++++ Data extract ++++

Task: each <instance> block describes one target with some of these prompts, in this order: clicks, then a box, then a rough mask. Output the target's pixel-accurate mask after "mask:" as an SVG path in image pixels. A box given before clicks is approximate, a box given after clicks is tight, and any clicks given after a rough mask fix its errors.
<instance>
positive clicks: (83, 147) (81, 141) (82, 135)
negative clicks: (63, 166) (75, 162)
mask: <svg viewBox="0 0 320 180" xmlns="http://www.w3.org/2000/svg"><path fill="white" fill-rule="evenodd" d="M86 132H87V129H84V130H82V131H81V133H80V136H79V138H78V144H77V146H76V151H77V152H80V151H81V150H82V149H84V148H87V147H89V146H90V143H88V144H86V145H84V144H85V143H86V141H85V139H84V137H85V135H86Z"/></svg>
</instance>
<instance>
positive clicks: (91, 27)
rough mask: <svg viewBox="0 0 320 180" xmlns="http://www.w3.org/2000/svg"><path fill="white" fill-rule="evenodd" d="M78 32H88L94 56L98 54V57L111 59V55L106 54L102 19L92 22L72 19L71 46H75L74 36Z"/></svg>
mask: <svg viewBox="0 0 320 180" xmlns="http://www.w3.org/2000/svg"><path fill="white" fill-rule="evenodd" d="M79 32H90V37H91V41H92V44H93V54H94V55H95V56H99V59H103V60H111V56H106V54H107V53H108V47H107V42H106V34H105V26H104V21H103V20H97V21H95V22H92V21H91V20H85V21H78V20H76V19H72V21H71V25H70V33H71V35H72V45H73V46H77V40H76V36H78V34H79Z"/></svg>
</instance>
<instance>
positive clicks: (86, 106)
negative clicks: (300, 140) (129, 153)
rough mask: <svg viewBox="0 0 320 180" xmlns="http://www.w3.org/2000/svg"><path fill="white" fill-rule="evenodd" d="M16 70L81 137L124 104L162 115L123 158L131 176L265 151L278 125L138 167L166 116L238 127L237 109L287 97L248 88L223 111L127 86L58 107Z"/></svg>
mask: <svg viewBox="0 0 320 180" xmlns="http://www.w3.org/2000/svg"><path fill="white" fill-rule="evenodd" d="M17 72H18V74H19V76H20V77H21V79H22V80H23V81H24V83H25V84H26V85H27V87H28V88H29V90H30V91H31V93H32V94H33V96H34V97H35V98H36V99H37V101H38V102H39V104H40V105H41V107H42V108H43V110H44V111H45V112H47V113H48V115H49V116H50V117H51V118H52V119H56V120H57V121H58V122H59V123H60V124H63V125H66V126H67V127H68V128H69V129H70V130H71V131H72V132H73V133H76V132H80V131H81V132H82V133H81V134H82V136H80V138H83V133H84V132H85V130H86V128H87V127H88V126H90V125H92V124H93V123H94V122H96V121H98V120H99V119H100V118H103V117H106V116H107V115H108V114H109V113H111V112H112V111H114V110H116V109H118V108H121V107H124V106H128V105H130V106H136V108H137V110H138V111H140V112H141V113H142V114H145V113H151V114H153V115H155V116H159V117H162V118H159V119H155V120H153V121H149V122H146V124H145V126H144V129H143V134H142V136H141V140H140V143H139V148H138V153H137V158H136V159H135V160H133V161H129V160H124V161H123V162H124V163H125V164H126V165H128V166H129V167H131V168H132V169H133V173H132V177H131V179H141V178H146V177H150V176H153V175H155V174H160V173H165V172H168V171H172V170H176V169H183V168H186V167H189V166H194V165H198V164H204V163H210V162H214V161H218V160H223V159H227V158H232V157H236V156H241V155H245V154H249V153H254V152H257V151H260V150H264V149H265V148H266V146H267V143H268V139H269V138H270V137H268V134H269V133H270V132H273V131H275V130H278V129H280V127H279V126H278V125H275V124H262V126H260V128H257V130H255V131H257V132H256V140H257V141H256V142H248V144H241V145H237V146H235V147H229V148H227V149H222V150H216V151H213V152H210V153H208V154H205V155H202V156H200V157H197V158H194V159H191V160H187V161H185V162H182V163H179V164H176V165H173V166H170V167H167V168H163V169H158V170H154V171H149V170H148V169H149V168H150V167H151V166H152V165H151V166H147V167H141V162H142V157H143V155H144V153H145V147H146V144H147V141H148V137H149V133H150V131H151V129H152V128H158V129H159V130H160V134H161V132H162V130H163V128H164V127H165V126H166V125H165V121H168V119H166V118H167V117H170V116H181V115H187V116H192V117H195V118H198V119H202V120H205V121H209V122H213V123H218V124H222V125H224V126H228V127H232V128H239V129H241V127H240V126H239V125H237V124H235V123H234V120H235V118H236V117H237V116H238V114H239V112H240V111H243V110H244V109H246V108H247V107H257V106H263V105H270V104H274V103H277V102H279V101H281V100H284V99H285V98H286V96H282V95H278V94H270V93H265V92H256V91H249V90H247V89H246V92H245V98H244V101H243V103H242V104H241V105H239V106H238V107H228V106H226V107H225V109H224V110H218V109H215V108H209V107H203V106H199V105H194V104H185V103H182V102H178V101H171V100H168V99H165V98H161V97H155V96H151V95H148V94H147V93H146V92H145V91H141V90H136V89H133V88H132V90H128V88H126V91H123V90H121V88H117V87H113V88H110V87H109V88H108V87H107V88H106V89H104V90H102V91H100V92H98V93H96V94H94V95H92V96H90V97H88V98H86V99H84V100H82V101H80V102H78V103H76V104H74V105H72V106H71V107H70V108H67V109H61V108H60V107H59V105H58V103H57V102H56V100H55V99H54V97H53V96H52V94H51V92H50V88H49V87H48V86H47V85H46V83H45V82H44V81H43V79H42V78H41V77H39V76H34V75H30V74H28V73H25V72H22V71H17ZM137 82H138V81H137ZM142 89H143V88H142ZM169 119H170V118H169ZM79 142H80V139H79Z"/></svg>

++++

Copy the records above exactly, beginning at the line that contains "positive clicks: (91, 27)" and stopping after the line that contains "negative clicks: (300, 140) (129, 153)".

positive clicks: (91, 27)
rough mask: <svg viewBox="0 0 320 180" xmlns="http://www.w3.org/2000/svg"><path fill="white" fill-rule="evenodd" d="M78 32H88L94 56L98 54V57L111 59V55L106 54L102 19L92 22L72 19L71 46H75L74 36Z"/></svg>
mask: <svg viewBox="0 0 320 180" xmlns="http://www.w3.org/2000/svg"><path fill="white" fill-rule="evenodd" d="M79 32H90V37H91V41H92V44H93V54H94V55H95V56H99V59H103V60H111V56H106V54H107V53H108V47H107V42H106V34H105V26H104V21H103V20H97V21H95V22H92V21H91V20H85V21H78V20H76V19H72V21H71V25H70V33H71V35H72V45H73V46H77V40H76V36H78V34H79Z"/></svg>
</instance>
<instance>
positive clicks: (86, 106)
negative clicks: (300, 140) (129, 153)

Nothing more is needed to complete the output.